- Opening Delimiter -

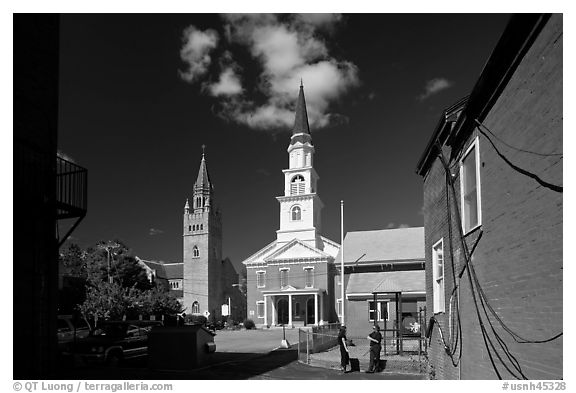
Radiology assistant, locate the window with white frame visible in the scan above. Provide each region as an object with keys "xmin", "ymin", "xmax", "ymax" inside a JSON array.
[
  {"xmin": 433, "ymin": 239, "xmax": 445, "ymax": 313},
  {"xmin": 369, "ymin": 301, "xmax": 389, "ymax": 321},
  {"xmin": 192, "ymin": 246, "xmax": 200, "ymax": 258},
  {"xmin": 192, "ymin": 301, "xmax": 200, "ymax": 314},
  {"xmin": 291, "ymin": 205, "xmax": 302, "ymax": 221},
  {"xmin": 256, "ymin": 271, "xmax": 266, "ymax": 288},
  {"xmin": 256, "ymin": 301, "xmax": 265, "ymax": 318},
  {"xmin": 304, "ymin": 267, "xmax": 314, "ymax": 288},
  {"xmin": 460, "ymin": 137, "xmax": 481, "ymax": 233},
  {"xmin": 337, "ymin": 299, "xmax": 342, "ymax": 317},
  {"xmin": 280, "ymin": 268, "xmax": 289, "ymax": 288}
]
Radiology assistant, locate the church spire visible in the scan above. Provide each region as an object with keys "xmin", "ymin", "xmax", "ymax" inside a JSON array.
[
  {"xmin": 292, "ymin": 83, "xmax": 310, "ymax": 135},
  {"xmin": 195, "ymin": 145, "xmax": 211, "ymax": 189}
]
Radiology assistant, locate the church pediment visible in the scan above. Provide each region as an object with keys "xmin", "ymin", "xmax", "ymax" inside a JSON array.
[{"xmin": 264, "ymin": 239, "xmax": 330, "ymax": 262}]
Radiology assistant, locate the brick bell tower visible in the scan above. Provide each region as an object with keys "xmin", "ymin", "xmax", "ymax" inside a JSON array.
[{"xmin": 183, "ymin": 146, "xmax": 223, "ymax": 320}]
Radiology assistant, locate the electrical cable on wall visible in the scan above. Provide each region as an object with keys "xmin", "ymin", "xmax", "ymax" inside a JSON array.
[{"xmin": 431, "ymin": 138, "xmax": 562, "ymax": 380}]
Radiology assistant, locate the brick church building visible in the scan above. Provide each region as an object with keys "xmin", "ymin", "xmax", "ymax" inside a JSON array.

- Closing Delimiter -
- Opening Delimiter -

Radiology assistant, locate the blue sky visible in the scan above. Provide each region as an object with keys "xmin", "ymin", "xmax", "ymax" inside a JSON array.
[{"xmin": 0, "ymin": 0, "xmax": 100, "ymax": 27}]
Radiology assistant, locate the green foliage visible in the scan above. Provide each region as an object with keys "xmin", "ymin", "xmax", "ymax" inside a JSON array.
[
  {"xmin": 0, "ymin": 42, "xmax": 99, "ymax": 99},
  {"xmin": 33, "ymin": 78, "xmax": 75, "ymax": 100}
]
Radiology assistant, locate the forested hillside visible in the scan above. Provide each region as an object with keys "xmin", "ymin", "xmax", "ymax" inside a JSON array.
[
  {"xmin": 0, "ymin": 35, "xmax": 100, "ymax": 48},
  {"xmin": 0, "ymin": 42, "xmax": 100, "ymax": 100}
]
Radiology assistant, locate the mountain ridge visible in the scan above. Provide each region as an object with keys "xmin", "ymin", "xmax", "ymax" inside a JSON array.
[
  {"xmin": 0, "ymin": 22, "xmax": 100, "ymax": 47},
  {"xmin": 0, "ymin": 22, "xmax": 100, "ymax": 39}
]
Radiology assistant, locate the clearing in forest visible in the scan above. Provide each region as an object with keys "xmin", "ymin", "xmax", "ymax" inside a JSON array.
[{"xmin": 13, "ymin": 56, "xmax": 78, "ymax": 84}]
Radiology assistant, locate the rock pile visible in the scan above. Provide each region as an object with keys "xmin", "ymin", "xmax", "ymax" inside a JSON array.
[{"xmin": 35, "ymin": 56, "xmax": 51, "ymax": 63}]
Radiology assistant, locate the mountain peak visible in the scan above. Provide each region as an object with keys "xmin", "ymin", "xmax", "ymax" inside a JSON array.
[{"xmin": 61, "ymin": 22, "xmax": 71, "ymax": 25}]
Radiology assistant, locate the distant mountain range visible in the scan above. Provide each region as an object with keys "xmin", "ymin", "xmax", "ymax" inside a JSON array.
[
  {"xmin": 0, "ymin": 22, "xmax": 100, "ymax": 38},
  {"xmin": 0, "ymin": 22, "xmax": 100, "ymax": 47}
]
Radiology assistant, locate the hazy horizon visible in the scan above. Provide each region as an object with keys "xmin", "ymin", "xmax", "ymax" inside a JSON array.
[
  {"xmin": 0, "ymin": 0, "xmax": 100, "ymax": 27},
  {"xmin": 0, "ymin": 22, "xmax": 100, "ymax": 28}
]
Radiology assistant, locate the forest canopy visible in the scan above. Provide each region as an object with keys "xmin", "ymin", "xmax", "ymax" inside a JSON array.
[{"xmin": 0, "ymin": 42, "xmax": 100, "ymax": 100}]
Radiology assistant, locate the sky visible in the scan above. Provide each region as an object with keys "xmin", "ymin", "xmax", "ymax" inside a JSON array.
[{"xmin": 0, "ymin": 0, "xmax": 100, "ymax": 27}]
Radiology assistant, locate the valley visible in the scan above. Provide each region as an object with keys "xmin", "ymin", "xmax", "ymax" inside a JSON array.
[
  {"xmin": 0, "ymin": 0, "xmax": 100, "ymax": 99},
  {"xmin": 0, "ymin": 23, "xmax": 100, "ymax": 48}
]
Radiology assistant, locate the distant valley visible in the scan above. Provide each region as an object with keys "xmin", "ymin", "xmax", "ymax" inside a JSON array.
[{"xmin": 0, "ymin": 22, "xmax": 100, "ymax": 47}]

- Closing Delimiter -
- Opening Delimiter -

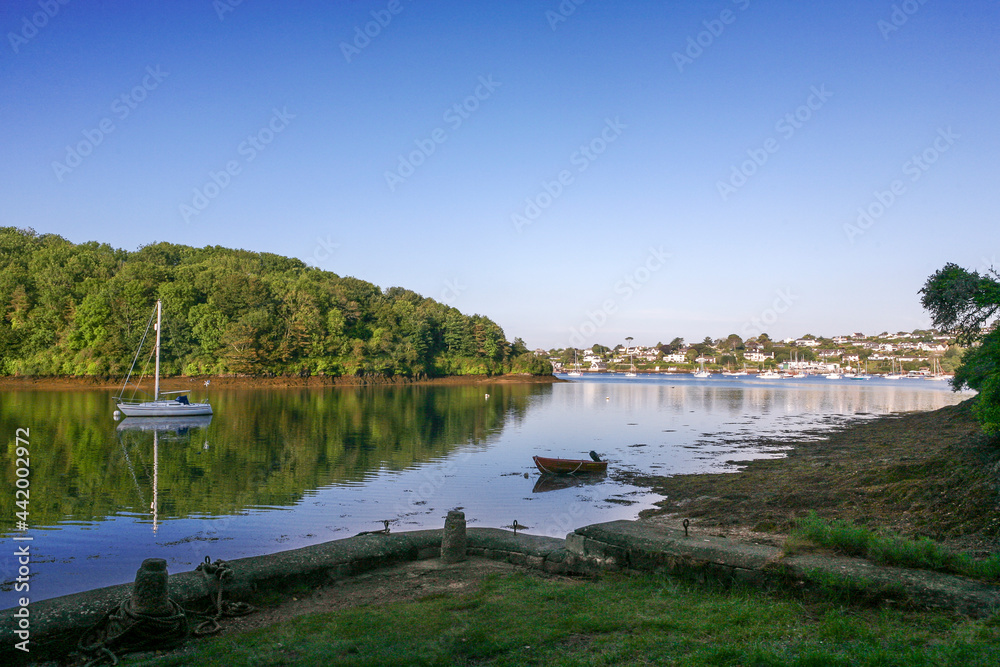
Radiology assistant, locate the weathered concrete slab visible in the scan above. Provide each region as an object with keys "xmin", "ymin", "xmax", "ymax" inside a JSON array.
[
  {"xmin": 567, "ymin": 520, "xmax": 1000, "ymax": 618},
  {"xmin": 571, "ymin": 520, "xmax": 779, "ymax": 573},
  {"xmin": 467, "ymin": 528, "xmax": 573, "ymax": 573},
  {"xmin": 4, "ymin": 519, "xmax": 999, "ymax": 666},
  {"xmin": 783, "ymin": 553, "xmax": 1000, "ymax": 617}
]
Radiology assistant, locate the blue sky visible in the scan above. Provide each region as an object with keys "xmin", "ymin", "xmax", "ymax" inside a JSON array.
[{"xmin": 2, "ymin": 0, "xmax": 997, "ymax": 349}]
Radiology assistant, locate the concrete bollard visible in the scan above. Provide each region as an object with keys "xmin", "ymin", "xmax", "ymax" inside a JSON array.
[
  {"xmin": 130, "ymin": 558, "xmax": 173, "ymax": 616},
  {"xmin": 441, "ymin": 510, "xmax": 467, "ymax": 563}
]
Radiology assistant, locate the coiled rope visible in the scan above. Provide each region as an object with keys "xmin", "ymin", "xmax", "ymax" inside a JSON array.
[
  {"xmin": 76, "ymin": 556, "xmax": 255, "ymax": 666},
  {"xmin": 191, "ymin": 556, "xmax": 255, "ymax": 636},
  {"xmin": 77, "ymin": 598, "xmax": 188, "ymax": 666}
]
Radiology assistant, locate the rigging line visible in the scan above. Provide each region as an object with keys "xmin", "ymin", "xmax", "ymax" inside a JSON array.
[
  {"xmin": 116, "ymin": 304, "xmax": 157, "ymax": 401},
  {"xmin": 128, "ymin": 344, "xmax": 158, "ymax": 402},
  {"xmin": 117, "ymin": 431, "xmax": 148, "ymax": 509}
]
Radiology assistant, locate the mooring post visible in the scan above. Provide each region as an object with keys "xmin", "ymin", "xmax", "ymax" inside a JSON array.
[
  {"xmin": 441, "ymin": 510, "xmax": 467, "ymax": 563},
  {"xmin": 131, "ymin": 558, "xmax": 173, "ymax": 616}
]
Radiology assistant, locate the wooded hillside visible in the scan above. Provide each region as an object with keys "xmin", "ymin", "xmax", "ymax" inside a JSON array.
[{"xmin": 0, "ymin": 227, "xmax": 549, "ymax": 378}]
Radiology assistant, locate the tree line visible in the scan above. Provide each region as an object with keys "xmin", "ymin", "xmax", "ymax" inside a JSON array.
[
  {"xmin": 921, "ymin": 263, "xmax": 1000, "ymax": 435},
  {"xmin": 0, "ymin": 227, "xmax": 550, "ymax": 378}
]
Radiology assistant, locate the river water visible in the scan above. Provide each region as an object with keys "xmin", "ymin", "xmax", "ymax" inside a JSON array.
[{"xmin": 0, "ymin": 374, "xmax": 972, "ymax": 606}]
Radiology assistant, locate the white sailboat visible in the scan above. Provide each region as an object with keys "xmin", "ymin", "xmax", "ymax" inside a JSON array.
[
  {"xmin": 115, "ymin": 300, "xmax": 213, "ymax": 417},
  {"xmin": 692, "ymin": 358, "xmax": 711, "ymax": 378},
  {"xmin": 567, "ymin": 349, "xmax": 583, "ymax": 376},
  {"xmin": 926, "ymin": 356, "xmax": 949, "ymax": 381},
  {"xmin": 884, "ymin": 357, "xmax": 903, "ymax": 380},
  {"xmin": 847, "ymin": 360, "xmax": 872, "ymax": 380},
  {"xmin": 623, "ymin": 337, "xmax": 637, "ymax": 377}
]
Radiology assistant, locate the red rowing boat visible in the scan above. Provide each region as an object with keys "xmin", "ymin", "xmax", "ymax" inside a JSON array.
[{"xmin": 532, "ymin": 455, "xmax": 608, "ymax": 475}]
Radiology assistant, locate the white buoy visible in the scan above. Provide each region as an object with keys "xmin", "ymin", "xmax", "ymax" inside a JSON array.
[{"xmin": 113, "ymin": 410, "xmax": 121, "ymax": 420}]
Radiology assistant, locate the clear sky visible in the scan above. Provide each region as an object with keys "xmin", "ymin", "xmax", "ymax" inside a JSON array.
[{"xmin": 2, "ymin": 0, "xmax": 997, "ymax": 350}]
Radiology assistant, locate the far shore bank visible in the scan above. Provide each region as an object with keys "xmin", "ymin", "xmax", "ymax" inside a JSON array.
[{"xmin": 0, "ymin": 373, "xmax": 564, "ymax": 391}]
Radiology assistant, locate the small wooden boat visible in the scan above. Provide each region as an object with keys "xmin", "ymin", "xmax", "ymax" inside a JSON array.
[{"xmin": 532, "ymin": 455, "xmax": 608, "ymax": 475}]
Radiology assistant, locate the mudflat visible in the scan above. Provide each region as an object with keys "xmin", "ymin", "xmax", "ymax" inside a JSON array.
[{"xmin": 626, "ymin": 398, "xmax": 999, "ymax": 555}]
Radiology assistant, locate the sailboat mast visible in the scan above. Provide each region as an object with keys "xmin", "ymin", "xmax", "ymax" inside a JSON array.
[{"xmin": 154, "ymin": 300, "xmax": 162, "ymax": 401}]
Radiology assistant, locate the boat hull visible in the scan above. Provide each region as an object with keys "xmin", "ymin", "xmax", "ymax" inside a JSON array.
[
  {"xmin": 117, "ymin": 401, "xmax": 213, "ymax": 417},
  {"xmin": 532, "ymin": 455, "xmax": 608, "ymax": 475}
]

- Closing Delimiter -

Instructions for the task: From the material above, retype precisely the lines between the line holding "Radiology assistant, locate the electrical" and the line holding "Radiology assistant, locate the brick church", inclusive, and nothing beyond them.

Response:
Radiology assistant, locate the electrical cable on wall visible in the scan above. Provide each region as an object with keys "xmin", "ymin", "xmax", "ymax" inside a JSON array.
[{"xmin": 431, "ymin": 138, "xmax": 562, "ymax": 380}]
Radiology assistant, locate the brick church building visible in the scan above. Provide each region as an object with keys "xmin", "ymin", "xmax", "ymax" inside a JSON array.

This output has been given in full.